CD Review: Savage Blade – Angel Museum

Savage Blade has an impressive knack for micro-moments, in teasing out real gutpunchers in the smallest places.

CD Review: Savage Blade – Angel Museum

Nelson’s flagship heavy metal group’s newest album, Angel Museum, starts off the way that all the best metal albums should: with a vaguely Norse acoustic melody strummed gently alongside synth strings. Then, some rocking distortion swoops in from nowhere and we hear “whoooaaaa FIGHT!” and it’s on.

Angel Museum can best be described as what would happen if Black Sabbath (circa 1970’s), Iron Maiden (1980’s) and Motörhead (late ‘70s) got into a time machine together, zapped right into 21st century Canada, entered a Mr. Nelson pageant and then decided to record the most badass album that they could. No messing around.

None of that “big hair” Go-America! commercial hard rock. Just tough riffs, savage drums, killer solos (courtesy of dueling axe maestros Eric Hoodicoff and Marc-Andre Hamelin) and some of the best metal vocals around. This thing is thrashy, genuine, fun, cinematic and intense. Start to end.

It’s also varied. Savage Blade has an impressive knack for micro-moments, in teasing out real gutpunchers in the smallest places. The sudden drop and then sharp jolt into the chorus of “Torch the Saloon” is a real eye-opener. The propulsive percussion and lead guitar at the apex of the title song drive forward hypnotically until the whole thing falls away in the bells of windchimes and morphs into a hybrid of softer Led Zeppelin meets country-leaning Rolling Stones. Then, after lulling you in, it erupts again. And check out the two-minute mark of “Wasteland” for what sounds like the aural equivalent of a stunt driver swerving into oncoming traffic.

Lead vocalist Nikko Forsberg is one of the best scenery chewers I’ve heard. He’s got pipes and he’s gonna use them. Careening from one classic metal line to the next — bridges of flame, sins of fathers, cryptic tombs, festering diseases, all that good stuff — he blasts into gravity-defying falsetto, half scream and half soulful, primal howl.

I’ve always considered heavy metal to be a bit esoteric — without writing a dissertation on the politics of headbanging, how could one ever fully appreciate it? — But Savage Blade is impressively accessible. Hell, they even have a song about why they love metal and why you should too (“The Way of Metal”). So check out their newest album, (they even have a run of vinyl presses) and, if you’re in Nelson tonight, go to their album launch party tonight at Spritbar. It’s a free show starting at 10 p.m. with an opening set by DJ Barn.

> **Prompt A**:
List every rock or metal band other than Savage Blade that the album review mentions.
> **Prompt B**:
Reproduce the album review's text between "It’s also varied." and "into oncoming traffic.", inclusive.

> **Dataset content**:

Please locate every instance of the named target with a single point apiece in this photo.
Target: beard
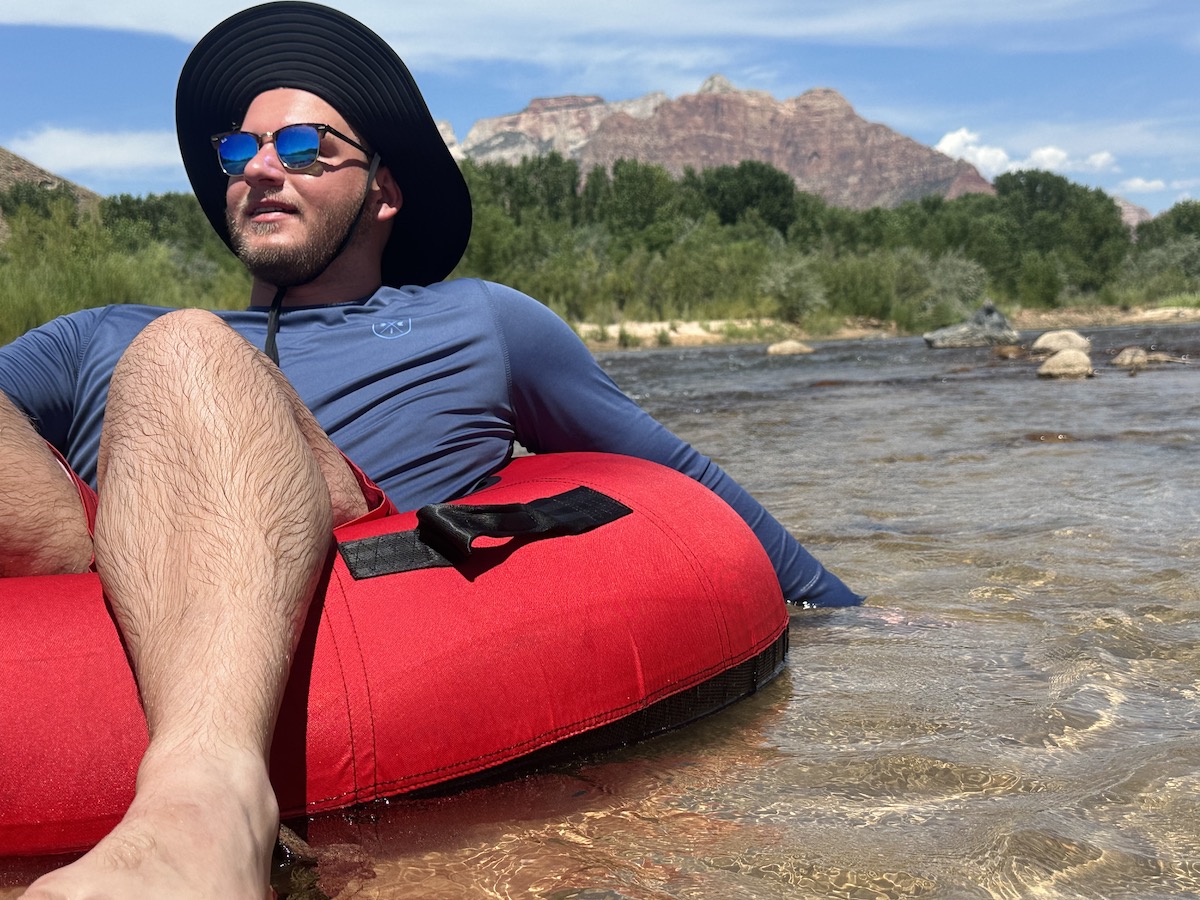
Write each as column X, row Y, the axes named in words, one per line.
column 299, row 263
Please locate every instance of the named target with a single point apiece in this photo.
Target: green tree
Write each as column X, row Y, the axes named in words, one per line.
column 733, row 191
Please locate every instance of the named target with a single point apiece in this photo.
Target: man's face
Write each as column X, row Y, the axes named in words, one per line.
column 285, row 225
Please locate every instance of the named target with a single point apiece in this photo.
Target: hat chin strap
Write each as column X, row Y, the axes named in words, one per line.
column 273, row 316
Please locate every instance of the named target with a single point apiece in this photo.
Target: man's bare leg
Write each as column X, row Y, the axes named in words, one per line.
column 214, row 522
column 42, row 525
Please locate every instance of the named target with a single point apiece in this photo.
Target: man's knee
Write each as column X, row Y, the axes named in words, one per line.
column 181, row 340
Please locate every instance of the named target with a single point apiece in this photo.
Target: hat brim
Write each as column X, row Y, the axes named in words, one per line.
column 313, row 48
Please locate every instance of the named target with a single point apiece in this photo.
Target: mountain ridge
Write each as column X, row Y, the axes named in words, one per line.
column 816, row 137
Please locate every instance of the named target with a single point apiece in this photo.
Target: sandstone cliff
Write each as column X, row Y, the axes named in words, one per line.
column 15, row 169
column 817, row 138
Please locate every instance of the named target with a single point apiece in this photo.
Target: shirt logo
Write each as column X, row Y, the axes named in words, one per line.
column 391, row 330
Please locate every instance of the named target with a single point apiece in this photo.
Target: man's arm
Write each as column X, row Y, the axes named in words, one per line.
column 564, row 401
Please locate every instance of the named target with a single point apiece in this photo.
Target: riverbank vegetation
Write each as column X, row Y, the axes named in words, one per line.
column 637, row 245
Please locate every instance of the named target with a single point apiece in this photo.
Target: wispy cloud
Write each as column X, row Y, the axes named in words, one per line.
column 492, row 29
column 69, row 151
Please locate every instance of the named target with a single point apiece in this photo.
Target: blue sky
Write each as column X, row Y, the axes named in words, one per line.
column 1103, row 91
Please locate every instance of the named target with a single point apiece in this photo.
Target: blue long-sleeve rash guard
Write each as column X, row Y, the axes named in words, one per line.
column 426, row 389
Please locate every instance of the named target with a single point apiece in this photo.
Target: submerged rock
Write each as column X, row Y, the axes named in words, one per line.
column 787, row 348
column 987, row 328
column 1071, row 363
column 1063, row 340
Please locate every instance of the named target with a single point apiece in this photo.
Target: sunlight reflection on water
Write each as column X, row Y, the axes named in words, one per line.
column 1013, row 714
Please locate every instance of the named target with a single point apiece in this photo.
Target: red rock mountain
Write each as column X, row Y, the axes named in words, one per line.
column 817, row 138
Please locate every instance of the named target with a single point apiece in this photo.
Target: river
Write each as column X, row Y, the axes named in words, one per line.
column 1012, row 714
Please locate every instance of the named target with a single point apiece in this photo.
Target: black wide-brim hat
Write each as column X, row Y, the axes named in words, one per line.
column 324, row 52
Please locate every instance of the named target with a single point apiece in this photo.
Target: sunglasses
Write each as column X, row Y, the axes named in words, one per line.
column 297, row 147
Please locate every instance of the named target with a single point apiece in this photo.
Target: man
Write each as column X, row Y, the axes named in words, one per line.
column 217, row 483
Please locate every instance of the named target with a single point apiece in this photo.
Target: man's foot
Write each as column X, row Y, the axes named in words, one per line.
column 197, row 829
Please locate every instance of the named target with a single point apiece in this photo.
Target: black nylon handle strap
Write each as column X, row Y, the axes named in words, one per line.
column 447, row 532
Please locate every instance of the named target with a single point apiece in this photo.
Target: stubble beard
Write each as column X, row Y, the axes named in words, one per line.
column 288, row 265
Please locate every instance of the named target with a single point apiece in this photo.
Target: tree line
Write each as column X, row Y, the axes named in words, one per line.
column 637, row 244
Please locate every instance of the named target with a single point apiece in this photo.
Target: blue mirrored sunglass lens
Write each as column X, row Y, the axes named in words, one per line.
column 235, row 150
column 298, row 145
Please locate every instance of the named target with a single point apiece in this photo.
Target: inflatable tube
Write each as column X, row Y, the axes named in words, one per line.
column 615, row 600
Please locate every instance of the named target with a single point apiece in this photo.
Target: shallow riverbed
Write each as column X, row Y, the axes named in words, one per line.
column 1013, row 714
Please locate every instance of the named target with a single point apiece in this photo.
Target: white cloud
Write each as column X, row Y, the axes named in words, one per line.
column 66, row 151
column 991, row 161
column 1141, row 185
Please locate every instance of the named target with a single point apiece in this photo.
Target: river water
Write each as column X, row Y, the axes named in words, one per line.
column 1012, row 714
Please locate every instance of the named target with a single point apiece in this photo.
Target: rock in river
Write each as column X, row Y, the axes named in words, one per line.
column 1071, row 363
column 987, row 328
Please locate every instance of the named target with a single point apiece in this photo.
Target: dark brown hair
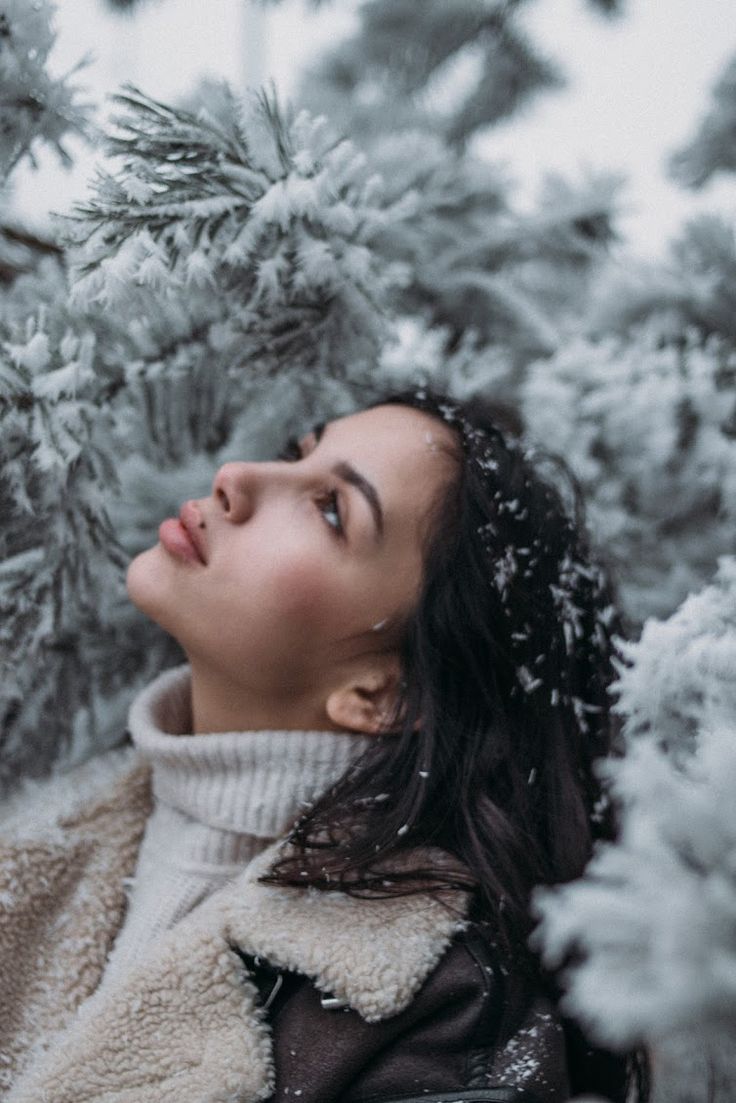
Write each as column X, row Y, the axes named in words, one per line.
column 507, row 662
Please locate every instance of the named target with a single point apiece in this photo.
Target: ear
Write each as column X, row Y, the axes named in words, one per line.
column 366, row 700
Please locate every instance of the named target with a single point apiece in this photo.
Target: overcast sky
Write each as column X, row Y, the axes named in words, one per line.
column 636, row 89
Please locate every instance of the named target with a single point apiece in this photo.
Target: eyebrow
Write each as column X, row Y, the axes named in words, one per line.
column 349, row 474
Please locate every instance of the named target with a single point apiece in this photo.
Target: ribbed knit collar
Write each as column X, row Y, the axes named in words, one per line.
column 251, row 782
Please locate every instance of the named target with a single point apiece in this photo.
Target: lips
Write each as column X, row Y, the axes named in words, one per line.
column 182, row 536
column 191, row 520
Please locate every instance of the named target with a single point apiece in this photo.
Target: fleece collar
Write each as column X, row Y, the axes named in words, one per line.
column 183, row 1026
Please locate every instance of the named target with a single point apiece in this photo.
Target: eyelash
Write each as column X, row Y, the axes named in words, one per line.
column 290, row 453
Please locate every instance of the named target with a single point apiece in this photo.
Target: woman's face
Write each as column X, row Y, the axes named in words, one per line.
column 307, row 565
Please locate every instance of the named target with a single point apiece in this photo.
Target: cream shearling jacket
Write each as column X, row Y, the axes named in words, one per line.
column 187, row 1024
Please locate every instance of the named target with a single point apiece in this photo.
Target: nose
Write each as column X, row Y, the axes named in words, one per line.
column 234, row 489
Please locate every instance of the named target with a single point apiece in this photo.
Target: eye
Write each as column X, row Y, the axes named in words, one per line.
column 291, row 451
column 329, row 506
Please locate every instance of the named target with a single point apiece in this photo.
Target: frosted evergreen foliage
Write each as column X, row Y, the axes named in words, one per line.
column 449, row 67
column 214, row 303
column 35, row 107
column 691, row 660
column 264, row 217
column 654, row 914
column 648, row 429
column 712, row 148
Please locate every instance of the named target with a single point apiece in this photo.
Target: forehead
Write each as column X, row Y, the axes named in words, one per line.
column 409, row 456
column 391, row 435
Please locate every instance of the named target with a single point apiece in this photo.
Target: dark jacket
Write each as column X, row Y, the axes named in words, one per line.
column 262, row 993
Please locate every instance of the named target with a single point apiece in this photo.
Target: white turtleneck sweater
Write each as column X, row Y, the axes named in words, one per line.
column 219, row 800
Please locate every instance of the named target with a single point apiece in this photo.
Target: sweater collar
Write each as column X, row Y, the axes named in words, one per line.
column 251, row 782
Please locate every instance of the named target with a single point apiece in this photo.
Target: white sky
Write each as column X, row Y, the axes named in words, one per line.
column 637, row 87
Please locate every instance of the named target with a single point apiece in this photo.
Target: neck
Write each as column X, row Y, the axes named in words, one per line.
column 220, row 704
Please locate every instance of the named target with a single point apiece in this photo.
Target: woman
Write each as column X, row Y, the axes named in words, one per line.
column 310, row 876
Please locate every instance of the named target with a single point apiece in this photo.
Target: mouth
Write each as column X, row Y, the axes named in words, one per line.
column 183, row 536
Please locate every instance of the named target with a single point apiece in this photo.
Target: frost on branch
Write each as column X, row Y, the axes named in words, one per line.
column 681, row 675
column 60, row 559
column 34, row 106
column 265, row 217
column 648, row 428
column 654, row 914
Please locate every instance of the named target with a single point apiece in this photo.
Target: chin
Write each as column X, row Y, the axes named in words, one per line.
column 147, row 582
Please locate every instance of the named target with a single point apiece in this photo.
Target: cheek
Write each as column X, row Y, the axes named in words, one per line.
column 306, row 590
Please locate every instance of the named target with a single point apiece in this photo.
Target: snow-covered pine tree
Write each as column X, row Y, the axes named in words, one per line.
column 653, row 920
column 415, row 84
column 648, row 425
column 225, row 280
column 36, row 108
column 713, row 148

> **Exercise response A**:
Black Sabbath
Iron Maiden
Motörhead
Led Zeppelin
Rolling Stones

> **Exercise response B**:
It’s also varied. Savage Blade has an impressive knack for micro-moments, in teasing out real gutpunchers in the smallest places. The sudden drop and then sharp jolt into the chorus of “Torch the Saloon” is a real eye-opener. The propulsive percussion and lead guitar at the apex of the title song drive forward hypnotically until the whole thing falls away in the bells of windchimes and morphs into a hybrid of softer Led Zeppelin meets country-leaning Rolling Stones. Then, after lulling you in, it erupts again. And check out the two-minute mark of “Wasteland” for what sounds like the aural equivalent of a stunt driver swerving into oncoming traffic.